### Work to complete
Turn all of the material below into a numbered list, dropping any blank lines.

►

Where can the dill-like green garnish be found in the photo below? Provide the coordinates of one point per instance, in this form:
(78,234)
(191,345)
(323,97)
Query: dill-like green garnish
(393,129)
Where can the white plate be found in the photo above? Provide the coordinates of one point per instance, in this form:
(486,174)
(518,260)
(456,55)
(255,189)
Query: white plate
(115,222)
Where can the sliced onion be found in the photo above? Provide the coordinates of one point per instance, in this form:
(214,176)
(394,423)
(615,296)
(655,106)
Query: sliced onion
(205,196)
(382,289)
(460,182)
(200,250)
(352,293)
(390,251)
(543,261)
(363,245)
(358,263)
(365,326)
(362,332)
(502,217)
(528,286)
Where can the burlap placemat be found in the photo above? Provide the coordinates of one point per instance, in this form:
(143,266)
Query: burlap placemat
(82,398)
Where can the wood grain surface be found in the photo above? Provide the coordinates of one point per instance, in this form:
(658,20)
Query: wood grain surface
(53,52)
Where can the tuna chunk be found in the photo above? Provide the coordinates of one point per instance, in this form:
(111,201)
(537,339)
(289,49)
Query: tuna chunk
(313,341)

◄

### Reply
1. Where can the dill-like green garnish be found in the photo below? Provide the coordinates of one point per instance, in this form:
2. (78,234)
3. (191,345)
4. (323,97)
5. Query: dill-like green garnish
6. (393,129)
7. Where can the white plate be found in the photo above? Provide the coordinates of one point per instance, in this form:
8. (486,174)
9. (518,260)
10. (456,55)
11. (255,189)
12. Query: white plate
13. (115,222)
14. Where can the sliced onion be found in the photo above? Provide the coordinates of one point per instance, in this form:
15. (214,176)
16. (394,423)
17. (615,296)
18. (655,106)
19. Query: sliced onion
20. (205,196)
21. (382,289)
22. (460,182)
23. (200,250)
24. (352,293)
25. (390,251)
26. (543,261)
27. (363,245)
28. (358,263)
29. (365,326)
30. (362,332)
31. (502,217)
32. (528,286)
33. Where can the burlap placemat be found in the photo above? Provide the coordinates of one point per instance, in this form:
34. (143,266)
35. Query: burlap placemat
36. (82,398)
37. Where can the wood grain surface be found in the photo above? Provide the coordinates of one point per instance, in this form:
38. (658,20)
39. Query: wood grain surface
40. (53,52)
41. Where can the tuna chunk be found in the photo above? Provide the coordinates of one point per instance, in this form:
42. (111,201)
43. (537,339)
44. (289,49)
45. Query: tuna chunk
46. (313,341)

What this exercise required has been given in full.